Problem statement — Repeat all the records, precisely as given.

Task input —
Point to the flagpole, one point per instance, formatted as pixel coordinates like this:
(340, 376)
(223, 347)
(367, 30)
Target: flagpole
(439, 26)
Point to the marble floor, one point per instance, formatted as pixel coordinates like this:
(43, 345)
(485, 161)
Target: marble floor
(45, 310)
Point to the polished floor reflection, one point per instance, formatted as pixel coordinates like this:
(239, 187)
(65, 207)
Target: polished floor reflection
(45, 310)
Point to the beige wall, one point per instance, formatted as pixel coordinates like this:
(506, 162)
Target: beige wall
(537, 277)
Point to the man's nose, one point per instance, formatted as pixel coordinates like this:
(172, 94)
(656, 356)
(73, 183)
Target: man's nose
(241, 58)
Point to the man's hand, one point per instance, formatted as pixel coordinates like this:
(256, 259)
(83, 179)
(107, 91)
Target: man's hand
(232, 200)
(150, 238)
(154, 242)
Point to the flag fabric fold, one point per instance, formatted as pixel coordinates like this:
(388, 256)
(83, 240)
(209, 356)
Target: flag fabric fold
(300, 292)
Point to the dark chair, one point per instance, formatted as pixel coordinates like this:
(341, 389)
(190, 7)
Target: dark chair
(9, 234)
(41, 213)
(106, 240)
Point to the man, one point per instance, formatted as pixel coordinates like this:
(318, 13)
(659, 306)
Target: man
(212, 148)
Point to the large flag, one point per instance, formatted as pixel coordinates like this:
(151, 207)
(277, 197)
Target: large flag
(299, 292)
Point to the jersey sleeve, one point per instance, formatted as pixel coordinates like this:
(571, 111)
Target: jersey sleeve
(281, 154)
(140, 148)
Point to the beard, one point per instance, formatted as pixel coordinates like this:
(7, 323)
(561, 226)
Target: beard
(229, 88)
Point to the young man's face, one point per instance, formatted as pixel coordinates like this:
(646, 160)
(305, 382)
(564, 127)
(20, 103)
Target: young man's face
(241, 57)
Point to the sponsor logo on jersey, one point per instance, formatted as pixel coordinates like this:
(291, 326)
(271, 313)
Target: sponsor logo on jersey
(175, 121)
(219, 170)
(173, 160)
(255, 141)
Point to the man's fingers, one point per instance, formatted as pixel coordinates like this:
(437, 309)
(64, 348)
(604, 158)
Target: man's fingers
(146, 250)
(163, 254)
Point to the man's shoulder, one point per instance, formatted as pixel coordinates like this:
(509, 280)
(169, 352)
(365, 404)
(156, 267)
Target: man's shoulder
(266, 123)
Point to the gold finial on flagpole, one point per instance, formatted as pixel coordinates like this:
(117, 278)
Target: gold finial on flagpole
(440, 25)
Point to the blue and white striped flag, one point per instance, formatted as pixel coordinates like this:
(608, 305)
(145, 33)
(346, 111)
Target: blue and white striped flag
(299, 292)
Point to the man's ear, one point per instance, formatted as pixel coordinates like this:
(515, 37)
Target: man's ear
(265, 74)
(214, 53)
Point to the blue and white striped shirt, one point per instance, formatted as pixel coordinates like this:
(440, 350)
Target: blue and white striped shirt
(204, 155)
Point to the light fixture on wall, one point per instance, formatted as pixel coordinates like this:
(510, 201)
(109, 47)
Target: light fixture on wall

Problem solution —
Point to the flagpole, one point per instance, formatted as pixel coordinates like this:
(340, 376)
(223, 347)
(367, 30)
Target: flagpole
(439, 26)
Point to the marble floor, one point per instance, formatted as pixel coordinates like this:
(43, 345)
(485, 161)
Target: marble floor
(45, 310)
Point to the polished floor reflection, one point per instance, formatted as pixel coordinates like this:
(239, 187)
(65, 207)
Target: polished floor reflection
(45, 310)
Point to the beige wall, one point per instance, formatted as pixel coordinates like this:
(506, 162)
Target: beige wall
(537, 277)
Point to the man's nose, one point per instance, formatted as pixel coordinates like this:
(172, 94)
(656, 356)
(73, 183)
Target: man's nose
(241, 58)
Point to the man's hand, one point per instance, formatted as pixel coordinates like this:
(256, 259)
(83, 179)
(107, 91)
Target: man's hand
(232, 200)
(150, 238)
(154, 242)
Point to the flag fabric fold, one point per instance, formatted as pixel coordinates like this:
(388, 256)
(83, 240)
(209, 356)
Target: flag fabric fold
(300, 292)
Point to the dark chair, one point per instance, formatted as pixel coordinates like this:
(341, 389)
(190, 7)
Target: dark chair
(9, 234)
(41, 213)
(106, 240)
Point to the man, one point per instance, formatted as pixel coordinates like this:
(318, 13)
(659, 306)
Target: man
(212, 148)
Point to the large flag, one point per instance, formatted as pixel coordinates like this:
(151, 207)
(277, 197)
Target: large flag
(299, 292)
Point to the jersey sleeve, one point per instance, formatted as pixel coordinates like this:
(571, 111)
Target: jersey sleeve
(281, 154)
(140, 148)
Point to the beard, one point per instance, formatted as pixel coordinates like this:
(7, 323)
(561, 226)
Target: beard
(229, 88)
Point to the young man's face, one point per instance, formatted as pixel coordinates like this:
(646, 160)
(305, 382)
(564, 127)
(20, 103)
Target: young man's face
(241, 57)
Point to the sponsor logo on jersey, one point per instance, formatted as pixel coordinates like this:
(291, 326)
(271, 313)
Target: sponsor logo on jersey
(175, 121)
(219, 170)
(173, 160)
(255, 141)
Point to the man's fingers, one point per instance, formatted as pixel coordinates like this:
(437, 309)
(64, 348)
(604, 158)
Target: man's fingers
(146, 250)
(163, 254)
Point to the man's shoulder, one point per instance, formatted as pixel coordinates like this:
(509, 280)
(169, 352)
(365, 404)
(156, 267)
Target: man's shoulder
(266, 123)
Point to the gold finial on flagpole, one point per instance, formatted as pixel coordinates like this:
(117, 278)
Target: gold finial on flagpole
(440, 25)
Point to the blue and white striped flag, one point per instance, formatted as pixel coordinates like this:
(608, 305)
(145, 33)
(346, 111)
Target: blue and white striped flag
(299, 292)
Point to the man's ear, one point per instance, formatted as pixel coordinates like this:
(515, 37)
Target: man's ear
(265, 74)
(214, 53)
Point to the blue and white striped shirt, one point per instance, formatted as pixel coordinates like this:
(440, 350)
Target: blue and white striped shirt
(204, 155)
Point to the light fixture on wall, one point per instance, formatted as pixel coordinates like this:
(510, 201)
(109, 47)
Target: light fixture on wall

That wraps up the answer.